## 练习要求 A
根据引用文本,判断以下三项陈述是否与其相符:(i) 文中代码是在集群上运行的;(ii) 整个过程分为三步;(iii) 拉普拉斯修正中,若一行存在为0的系数,该行所有值加1。每项回答“是”或“否”,并原样引用引用文本中起决定作用的词句。
## 练习要求 B
将材料中从包含“Target: grassy hillside”的那一行起、一直到材料末尾的各行(首尾两行均包括在内)整理为编号列表,略去空行。

## 引用文本
::::::::::
MapReduce之使用马尔可夫模型的智能邮件营销(完)
接着上一篇博文MapReduce之使用马尔可夫模型的智能邮件营销(四),在这个阶段中,通过一个简单的Java程序生成马尔可夫模型的状态转移矩阵并进行预测
整个过程分为三步:
- 1、读取MapReduce生成的状态转移实例数
- 2、根据状态转移实例数得到状态转移矩阵
- 3、使用状态转移矩阵对顾客交易信息进行预测
读取MapReduce生成的状态转移实例数
在这里使用的是正则表达式匹配到目标文本,对目标文本进行读取并存入特定文档中,因为代码没有在集群上运行,所以直接操作的本地目录,与在集群上大同小异
文件如下:
public static void stateModelBuilder() throws IOException {
String curDir=System.getProperty("user.dir");
File dir=new File(curDir);
File[] files=dir.listFiles();
FileFilter fileFilter=new FileFilter() {
@Override
public boolean accept(File pathname) {
return pathname.isDirectory()||pathname.isFile();
}
};
files=dir.listFiles(fileFilter);
if(files.length==0){
System.out.println("目录不存在或者不是一个目录");
}else{
for(int i=0;i<files.length;i++){
System.out.println(files[i].toString());
if(files[i].toString().contains("MarkovState")){
aimDir=files[i].toString();
}
}
}
dir=new File(aimDir);
aimFiles=dir.listFiles(fileFilter);
String pattern=".*\\d{5}$";
BufferedWriter out=new BufferedWriter(new FileWriter("MarkovState/MarkovState.txt"));
if(aimFiles.length==0){
System.out.println("目录不存在或它不是一个目录");
}else{
for(int i=0;i<aimFiles.length;i++){
File filename=aimFiles[i];
if(Pattern.matches(pattern,filename.toString())){
BufferedReader in=new BufferedReader(new FileReader(filename));
String str;
while((str=in.readLine())!=null){
out.write(str+"\n");
System.out.println(str);
}
}
}
}
out.close();
System.out.println("文件创建成功");
generateStateTransitionTable();
}
生成状态转移矩阵
通过map函数建立每个状态的映射关系来实现对矩阵的行列进行操作,读取文件中的信息并赋值到矩阵中,使用拉普拉斯方法对矩阵进行修正,接下来计算矩阵中的每个值在该行的比重,即可得到状态转移矩阵并序列化表示出来
private void initStates(){
states=new HashMap<String, Integer>();
states.put("SL",0);
states.put("SE", 1);
states.put("SG", 2);
states.put("ML", 3);
states.put("ME", 4);
states.put("MG", 5);
states.put("LL", 6);
states.put("LE", 7);
states.put("LG", 8);
}
public StateBuilder(int numberOfStates){
this.numberOfStates=numberOfStates;
table=new double[numberOfStates][numberOfStates];
initStates();
}
public StateBuilder(int numberOfStates,int scale){
this(numberOfStates);
this.scale=scale;
}
public void add(String fromState,String toState,int count){
int row=states.get(fromState);
int column=states.get(toState);
table[row][column]=count;
}
// 拉普拉斯修正,如果一行存在为0的系数,该行所有值+1
public void normalizeRows(){
for(int r=0; r<numberOfStates;r++){
boolean gotZeroCount=false;
for(int c=0;c<numberOfStates;c++){
if(table[r][c]==0){
gotZeroCount=true;
break;
}
}
if(gotZeroCount){
for(int c=0;c<numberOfStates;c++){
table[r][c]+=1;
}
}
}
//计算状态转移概率
for(int r=0;r<numberOfStates;r++){
double rowSum=getRowSum(r);
for(int c=0;c<numberOfStates;c++)
::::::::::
## 材料
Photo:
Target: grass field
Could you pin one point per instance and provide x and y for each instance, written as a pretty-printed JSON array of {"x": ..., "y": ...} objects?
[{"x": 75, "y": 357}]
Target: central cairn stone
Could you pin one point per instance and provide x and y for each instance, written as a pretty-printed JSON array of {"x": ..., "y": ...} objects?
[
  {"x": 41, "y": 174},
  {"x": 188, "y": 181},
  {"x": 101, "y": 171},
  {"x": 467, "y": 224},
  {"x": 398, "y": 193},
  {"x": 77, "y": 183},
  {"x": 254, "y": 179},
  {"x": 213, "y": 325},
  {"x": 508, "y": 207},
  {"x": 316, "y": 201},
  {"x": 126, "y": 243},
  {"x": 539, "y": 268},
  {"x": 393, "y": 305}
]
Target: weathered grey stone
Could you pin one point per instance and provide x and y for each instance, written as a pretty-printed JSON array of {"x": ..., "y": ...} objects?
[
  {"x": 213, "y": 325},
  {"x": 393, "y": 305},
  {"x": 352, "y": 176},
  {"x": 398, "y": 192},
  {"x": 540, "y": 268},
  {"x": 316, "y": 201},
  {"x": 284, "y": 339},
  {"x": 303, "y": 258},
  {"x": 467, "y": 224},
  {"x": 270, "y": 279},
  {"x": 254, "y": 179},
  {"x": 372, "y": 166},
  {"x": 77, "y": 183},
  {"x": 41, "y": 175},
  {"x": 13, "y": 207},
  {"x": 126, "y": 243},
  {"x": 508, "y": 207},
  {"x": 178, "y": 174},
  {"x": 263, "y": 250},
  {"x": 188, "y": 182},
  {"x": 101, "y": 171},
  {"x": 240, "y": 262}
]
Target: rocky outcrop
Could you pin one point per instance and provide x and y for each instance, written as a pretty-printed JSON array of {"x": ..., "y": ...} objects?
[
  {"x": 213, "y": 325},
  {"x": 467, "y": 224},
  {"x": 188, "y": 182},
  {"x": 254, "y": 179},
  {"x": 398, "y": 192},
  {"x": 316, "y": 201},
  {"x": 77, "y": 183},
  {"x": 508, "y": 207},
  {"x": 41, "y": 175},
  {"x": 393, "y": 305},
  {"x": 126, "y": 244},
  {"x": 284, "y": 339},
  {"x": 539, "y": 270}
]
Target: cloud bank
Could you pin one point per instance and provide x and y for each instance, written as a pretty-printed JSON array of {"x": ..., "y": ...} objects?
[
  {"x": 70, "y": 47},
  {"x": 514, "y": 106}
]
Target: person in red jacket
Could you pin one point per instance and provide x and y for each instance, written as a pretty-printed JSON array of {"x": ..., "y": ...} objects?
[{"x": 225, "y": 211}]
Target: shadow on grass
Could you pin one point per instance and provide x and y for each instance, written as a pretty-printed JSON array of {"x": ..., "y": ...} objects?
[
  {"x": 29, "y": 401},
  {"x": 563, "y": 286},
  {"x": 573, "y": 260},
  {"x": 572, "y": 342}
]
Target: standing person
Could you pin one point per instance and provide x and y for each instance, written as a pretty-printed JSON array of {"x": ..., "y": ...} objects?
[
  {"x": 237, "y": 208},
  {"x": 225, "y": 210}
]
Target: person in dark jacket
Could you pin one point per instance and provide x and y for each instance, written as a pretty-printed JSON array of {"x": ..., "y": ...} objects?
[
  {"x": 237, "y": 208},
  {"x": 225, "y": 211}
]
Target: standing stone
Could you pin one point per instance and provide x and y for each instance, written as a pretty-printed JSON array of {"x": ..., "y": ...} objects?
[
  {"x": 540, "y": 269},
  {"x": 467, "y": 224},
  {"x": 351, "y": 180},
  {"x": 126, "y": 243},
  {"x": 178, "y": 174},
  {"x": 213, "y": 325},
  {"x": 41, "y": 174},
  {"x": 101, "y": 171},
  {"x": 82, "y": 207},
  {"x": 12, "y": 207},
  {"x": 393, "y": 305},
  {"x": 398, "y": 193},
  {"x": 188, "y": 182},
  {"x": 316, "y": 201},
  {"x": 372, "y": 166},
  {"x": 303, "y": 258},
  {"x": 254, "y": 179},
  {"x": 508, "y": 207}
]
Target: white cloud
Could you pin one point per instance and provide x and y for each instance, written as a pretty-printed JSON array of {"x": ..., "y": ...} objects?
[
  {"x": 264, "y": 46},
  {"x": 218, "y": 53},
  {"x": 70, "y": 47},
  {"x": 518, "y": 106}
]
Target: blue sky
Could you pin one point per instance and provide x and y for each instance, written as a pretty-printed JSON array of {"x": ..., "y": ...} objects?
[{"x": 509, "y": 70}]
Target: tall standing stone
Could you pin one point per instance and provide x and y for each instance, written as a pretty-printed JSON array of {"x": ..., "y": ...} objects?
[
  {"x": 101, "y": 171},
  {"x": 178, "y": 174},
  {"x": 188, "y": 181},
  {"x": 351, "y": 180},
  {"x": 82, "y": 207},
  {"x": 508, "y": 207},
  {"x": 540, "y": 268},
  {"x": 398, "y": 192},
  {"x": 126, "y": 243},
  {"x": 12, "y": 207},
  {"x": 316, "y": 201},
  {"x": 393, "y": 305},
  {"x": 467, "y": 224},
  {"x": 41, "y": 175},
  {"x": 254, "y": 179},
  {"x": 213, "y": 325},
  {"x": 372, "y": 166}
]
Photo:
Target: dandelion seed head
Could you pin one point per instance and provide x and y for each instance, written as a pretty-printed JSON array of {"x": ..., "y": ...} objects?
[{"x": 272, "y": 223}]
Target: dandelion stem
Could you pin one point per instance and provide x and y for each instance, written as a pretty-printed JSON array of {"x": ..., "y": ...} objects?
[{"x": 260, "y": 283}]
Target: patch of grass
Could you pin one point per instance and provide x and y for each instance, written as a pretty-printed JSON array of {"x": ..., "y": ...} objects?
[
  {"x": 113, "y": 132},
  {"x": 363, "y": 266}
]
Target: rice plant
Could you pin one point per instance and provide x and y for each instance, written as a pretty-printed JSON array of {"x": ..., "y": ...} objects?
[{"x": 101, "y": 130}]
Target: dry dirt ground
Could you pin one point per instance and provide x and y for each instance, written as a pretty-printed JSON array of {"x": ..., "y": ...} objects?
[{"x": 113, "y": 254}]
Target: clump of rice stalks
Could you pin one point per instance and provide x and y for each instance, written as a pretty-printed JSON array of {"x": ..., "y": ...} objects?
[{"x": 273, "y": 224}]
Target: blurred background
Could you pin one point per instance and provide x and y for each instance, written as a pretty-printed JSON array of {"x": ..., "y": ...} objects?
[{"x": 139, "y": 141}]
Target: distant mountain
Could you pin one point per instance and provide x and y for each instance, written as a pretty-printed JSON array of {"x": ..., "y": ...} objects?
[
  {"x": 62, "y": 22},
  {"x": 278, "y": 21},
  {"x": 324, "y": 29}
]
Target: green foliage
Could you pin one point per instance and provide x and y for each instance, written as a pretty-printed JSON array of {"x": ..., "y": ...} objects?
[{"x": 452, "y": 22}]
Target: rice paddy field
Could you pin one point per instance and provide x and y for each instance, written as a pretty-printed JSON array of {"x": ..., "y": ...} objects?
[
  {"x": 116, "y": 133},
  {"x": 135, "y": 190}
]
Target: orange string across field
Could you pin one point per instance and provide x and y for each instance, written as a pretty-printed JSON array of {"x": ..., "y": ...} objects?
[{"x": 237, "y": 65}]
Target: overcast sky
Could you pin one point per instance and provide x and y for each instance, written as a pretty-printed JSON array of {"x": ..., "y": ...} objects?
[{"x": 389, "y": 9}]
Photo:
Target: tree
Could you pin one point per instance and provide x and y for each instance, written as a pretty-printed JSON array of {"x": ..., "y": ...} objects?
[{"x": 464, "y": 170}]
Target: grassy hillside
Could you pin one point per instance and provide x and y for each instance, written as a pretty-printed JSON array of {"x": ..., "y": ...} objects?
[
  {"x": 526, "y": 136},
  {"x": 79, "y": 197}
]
::::::::::
## 练习结果 A
(i) 否。"因为代码没有在集群上运行,所以直接操作的本地目录"
(ii) 是。"整个过程分为三步"
(iii) 是。"如果一行存在为0的系数,该行所有值+1"

## 练习结果 B
1. Target: grassy hillside
2. Could you pin one point per instance and provide x and y for each instance, written as a pretty-printed JSON array of {"x": ..., "y": ...} objects?
3. [
4.   {"x": 526, "y": 136},
5.   {"x": 79, "y": 197}
6. ]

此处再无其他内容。